→ **To do**:
**1)** According to the sewing post, why did the writer leave the waistband panel off the jumper?
**2)** List the shaping details the sewing post gives for the back and front of the blouse.
**3)** Carry the sewing post forward from its last sentence.

--- Extract provided Enclosed Below ---

I actually had absolutely no idea what tone I would end up with, but expected a burnt orange.  Any way the dye job would have turned out, I was ready to be happy with it as long as it remotely matched the Moana blouse fabric and became a different color.  I think that since my fabric was a natural linen (which takes well to dye), and I chose a dark brown versus just a natural brown, I ended up with this lovely rich and opaque nut color.  I wanted a jumper which would carry me beyond this particular outfit and be versatile going into fall, but overall become an all-season piece.  This jumper as it turned out is not what I expected but just what I wanted.  It was a planned surprise.  Dyeing is always so very interesting and fun, but always a gamble.

Other than the dye job, this jumper was easy to come together.  Part of the joy to it was how much like sewing through butter was the linen I was using.  Also, though, it has been too long since I’ve used a true vintage printed McCall’s pattern – they’re my favorite.  I appreciate the general predictability of how well they fit me out of the envelope and their details are understatedly fantastic.  The waistband panel – an incorporated ‘belt’ – was eliminated for my version of the jumper because I am both short-waisted and wanted to cut down on the blousiness of the style.  Otherwise, I sewed this jumper just as it is shown on the envelope, not counting grading up in size.  The deep cut armholes are great to show off the blouse underneath and keep the jumper from being confining.  The way the bust darts radiate from the sleeve openings is my favorite unexpected detail.  I went the extra mile to do only hand-stitching finishing touches so no thread is visible besides for the buttonholes.

My blouse was super easy and straightforward as shirts go.  It has menswear details, no doubt added just to keep a smooth profile for layering under the jumper.  Many 1940s blouses have some gathers or shirring somewhere, normally across the shoulders (to add bust fullness) or the back.  This blouse has the conventional separate shoulder panel across the bodice upper back, but with masculine-style pleats for reach room below that.  The front relies on a giant bust dart set into the shoulder down to shape the bust, then there’s a small below-the-waist tiny pleats to fit the hips.  Even this collar is rather on the tame side as 1940s collars go and I like it.  The shoulders are nice and smooth, too.  These features all help this blouse seem a bit more timeless than dated, more than many other 40’s blouses do.  I will definitely coming back to this top pattern to sew a dressy, solid colored version in the future.

--- End of Enclosed Extract provided ---
--- The data Enclosed Below ---

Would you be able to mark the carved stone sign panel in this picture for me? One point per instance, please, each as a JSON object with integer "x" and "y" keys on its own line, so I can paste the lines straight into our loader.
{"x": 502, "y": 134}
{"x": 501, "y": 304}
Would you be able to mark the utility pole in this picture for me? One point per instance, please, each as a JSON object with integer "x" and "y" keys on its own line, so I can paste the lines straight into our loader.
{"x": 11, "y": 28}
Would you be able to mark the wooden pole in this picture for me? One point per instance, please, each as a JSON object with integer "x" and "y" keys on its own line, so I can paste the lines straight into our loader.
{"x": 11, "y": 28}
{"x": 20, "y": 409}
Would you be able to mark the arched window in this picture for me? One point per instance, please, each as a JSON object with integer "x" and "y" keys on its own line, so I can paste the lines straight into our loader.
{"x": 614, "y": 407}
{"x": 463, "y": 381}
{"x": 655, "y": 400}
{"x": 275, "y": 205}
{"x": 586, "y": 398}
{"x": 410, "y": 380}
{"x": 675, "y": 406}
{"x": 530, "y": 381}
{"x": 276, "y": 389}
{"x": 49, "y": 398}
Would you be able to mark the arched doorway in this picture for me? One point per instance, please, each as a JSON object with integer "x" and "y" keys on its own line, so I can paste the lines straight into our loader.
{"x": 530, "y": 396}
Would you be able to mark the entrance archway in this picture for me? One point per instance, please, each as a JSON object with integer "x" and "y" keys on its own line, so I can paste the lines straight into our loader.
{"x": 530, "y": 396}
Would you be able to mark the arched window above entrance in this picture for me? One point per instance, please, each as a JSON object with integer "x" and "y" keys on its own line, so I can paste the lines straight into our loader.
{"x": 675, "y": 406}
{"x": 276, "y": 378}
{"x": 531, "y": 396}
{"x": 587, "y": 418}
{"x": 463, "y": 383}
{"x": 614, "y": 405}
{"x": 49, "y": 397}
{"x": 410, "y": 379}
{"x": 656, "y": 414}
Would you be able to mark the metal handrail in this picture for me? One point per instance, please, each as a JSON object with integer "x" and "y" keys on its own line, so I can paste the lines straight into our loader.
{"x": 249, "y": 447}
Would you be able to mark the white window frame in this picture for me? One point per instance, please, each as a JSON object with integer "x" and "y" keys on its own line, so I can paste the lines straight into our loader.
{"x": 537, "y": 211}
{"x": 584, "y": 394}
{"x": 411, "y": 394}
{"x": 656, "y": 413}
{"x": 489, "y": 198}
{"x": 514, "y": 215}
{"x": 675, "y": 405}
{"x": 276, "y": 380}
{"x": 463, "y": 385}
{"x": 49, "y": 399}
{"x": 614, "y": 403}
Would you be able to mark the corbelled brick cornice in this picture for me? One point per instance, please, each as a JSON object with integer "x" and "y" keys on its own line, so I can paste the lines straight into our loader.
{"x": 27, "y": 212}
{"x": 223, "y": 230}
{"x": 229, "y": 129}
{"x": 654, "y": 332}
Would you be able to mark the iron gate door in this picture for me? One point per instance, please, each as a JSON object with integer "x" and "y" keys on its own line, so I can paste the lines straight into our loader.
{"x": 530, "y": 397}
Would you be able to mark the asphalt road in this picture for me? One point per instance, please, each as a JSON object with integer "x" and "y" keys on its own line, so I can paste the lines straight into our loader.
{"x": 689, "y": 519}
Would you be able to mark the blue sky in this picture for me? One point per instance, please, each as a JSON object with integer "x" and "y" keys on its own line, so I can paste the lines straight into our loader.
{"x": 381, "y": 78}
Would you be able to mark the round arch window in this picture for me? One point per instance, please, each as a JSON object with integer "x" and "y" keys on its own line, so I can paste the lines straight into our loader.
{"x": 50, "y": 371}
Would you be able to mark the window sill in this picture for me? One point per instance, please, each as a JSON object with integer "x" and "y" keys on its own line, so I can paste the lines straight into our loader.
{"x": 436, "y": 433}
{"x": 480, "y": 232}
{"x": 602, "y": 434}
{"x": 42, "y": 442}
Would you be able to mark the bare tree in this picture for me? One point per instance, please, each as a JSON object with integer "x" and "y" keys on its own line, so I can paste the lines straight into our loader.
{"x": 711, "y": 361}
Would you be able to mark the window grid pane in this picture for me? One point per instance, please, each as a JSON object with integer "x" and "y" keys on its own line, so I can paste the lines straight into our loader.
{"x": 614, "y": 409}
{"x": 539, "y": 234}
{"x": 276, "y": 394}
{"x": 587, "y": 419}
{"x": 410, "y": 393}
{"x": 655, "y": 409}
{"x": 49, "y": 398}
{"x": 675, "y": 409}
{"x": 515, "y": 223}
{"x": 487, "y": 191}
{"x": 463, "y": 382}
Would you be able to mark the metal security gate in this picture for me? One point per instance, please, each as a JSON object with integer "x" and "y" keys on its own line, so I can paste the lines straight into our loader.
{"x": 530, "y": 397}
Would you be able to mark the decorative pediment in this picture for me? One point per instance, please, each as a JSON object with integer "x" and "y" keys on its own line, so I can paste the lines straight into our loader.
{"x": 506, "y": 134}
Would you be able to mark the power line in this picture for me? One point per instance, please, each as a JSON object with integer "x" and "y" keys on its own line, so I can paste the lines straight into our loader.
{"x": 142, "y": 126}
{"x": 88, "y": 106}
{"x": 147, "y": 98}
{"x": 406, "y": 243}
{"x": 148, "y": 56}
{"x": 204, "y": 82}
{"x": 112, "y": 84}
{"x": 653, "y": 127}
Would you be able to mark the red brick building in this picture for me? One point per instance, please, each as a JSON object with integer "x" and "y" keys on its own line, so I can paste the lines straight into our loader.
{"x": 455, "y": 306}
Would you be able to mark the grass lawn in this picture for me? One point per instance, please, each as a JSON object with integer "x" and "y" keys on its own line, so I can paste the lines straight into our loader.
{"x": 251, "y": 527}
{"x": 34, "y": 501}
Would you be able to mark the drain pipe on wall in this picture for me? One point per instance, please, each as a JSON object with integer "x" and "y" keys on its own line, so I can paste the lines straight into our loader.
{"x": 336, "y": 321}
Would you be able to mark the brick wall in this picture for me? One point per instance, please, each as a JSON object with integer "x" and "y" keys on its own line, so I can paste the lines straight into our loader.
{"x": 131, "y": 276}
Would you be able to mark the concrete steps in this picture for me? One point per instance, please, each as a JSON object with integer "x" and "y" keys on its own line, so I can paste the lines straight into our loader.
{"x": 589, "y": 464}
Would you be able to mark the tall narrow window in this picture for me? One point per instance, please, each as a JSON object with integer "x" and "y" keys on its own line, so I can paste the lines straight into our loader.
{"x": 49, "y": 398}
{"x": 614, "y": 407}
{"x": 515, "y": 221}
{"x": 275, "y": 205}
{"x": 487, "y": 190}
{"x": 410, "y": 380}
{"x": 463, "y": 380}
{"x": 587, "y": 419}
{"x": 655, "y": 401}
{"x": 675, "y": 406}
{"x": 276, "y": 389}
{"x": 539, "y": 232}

--- End of Enclosed The data ---

→ **Written answers**:
**1)** The writer is short-waisted and wanted to cut down on the blousiness of the style.

**2)**
- A separate shoulder panel across the upper back of the bodice
- Masculine-style pleats below that panel for reach room
- A giant bust dart set into the shoulder to shape the bust
- Tiny pleats below the waist to fit the hips

**3)**
Even if you don’t know Moana or have not yet seen her movie, I hope you enjoyed my new play set with our beach themed photos and find yourself inspired by what I have said about our family favorite princess.  At a basic level, it is just an outfit inspired by a girl whose enthralling story revolves around what she will do out of her love for both home and family.  Whatever her culture, that is a universally admirable quality…but especially for a 16 year old heroine like Moana! 

My outfit respectfully avoids any cultural interpretation, and instead focuses on the predominant colors of the animated tale, vintage clothing for ‘fun in the sun’ by the water, and my personal fangirl manifestation.  With the blouse, the skirt, and my old favorite shorts all in one set, it has been a fun but still practical project to complete.  Out of all my other “Pandemic Princess” inspired garments, this one is perhaps my most natural or ‘organic’ interpretation.

I for one am not into logo tees or character tops unless it is for Agent Carter, Wonder Woman, or as a concert souvenir.  For Moana to be included in that category for me should tell you something big!  Please do yourself a favor and see the animated film “Moana” if you haven’t done so already…and if you have, let me know what your favorite scene was!  I have so many, it is hard to pick anything other than every minute of the movie.  I am so super hyped to have an outfit that embodies this special Polynesian princess.  Many Pacific Islands are an underrated and underrepresented part (if only a satellite affiliation) of the United States, after all!